-------- DONNÉES FOURNIES --------
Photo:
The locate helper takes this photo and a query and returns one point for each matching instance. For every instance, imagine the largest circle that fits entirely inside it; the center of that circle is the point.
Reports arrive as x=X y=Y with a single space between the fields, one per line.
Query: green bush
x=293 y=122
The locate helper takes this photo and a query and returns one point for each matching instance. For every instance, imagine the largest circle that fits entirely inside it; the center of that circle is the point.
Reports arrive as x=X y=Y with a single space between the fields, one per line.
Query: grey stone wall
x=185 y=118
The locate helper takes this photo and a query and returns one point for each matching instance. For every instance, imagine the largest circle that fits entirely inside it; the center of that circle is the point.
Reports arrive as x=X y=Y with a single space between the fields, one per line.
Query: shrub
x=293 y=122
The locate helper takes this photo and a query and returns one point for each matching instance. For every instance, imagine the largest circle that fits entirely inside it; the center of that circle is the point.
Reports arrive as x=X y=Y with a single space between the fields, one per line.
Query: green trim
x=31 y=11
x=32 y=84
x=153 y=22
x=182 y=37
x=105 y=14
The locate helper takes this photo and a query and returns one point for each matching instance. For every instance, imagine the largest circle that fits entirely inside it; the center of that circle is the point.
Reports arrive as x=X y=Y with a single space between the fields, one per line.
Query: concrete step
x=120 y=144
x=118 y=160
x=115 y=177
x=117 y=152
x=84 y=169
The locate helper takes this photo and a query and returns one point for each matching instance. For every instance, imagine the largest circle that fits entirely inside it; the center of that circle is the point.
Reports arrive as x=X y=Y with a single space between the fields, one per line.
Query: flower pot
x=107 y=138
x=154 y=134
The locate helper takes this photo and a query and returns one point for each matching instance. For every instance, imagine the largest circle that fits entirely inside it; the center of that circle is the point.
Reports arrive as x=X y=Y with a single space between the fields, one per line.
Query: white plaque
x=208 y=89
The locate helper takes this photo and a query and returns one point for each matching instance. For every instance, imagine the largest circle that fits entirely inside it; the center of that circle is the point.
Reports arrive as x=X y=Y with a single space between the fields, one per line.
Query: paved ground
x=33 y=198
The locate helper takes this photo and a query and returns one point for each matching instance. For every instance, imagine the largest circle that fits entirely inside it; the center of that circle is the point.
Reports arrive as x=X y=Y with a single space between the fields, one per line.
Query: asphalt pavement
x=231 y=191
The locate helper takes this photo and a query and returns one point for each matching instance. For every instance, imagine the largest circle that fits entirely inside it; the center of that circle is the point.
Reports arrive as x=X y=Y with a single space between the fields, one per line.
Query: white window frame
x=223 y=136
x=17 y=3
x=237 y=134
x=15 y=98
--------
VOTRE TÂCHE
Transformez ces lignes en une liste numérotée, sans les lignes vides, en incluant tous les items.

RÉSULTAT OBTENU
1. Photo:
2. The locate helper takes this photo and a query and returns one point for each matching instance. For every instance, imagine the largest circle that fits entirely inside it; the center of that circle is the point.
3. Reports arrive as x=X y=Y with a single space between the fields, one per line.
4. Query: green bush
5. x=293 y=122
6. The locate helper takes this photo and a query and returns one point for each matching instance. For every instance, imagine the largest circle that fits entirely inside it; the center of that circle is the point.
7. Reports arrive as x=X y=Y with a single space between the fields, one per line.
8. Query: grey stone wall
9. x=185 y=118
10. The locate helper takes this photo and a query and returns one point for each matching instance. For every instance, imagine the largest circle that fits entirely inside it; the center of that circle is the point.
11. Reports arrive as x=X y=Y with a single space between the fields, one per line.
12. Query: shrub
13. x=293 y=122
14. The locate helper takes this photo and a query and returns one point for each matching instance. For every instance, imagine the largest circle that fits entirely inside it; the center of that circle is the point.
15. Reports arrive as x=X y=Y with a single space between the fields, one per line.
16. Query: green trim
17. x=31 y=11
18. x=32 y=84
19. x=153 y=22
20. x=182 y=37
21. x=105 y=14
22. The locate helper takes this photo and a query and returns one point for each matching instance. For every instance, imagine the largest circle that fits entirely inside it; the center of that circle is the point.
23. Reports arrive as x=X y=Y with a single space between the fields, one per line.
24. Query: concrete step
25. x=120 y=144
26. x=118 y=160
27. x=115 y=177
28. x=117 y=152
29. x=84 y=169
30. The locate helper takes this photo and a query and returns one point for each matching instance. For every instance, imagine the largest circle that fits entirely inside it; the center of that circle is the point.
31. Reports arrive as x=X y=Y with a single space between the fields, one per line.
32. Query: flower pot
33. x=107 y=138
34. x=154 y=134
35. The locate helper takes this photo and a query and returns one point for each matching instance. For every instance, imagine the largest circle that fits entirely inside it; the center of that circle is the point.
36. Reports arrive as x=X y=Y with a single space between the fields, one per line.
37. Query: white plaque
38. x=208 y=89
39. The locate helper takes this photo and a query and returns one point for each matching instance. For every instance, imagine the largest circle that fits entirely inside it; the center of that circle is the point.
40. Reports arrive as x=X y=Y with a single space between the fields, one per line.
41. Query: paved ground
42. x=33 y=198
43. The locate helper takes this photo and a query and returns one point for each matching instance. For every instance, imagine the largest circle that fits entirely inside it; the center of that circle is the point.
44. Reports arrive as x=X y=Y with a single space between the fields, one per line.
45. Query: asphalt pavement
46. x=231 y=191
47. The locate helper takes this photo and a query and returns one point for each matching instance. For every instance, imagine the largest circle that fits entirely inside it; the center of that circle is the point.
48. Reports arrive as x=X y=Y with a single space between the fields, one per line.
49. Query: white window frame
50. x=223 y=136
51. x=17 y=3
52. x=237 y=134
53. x=15 y=98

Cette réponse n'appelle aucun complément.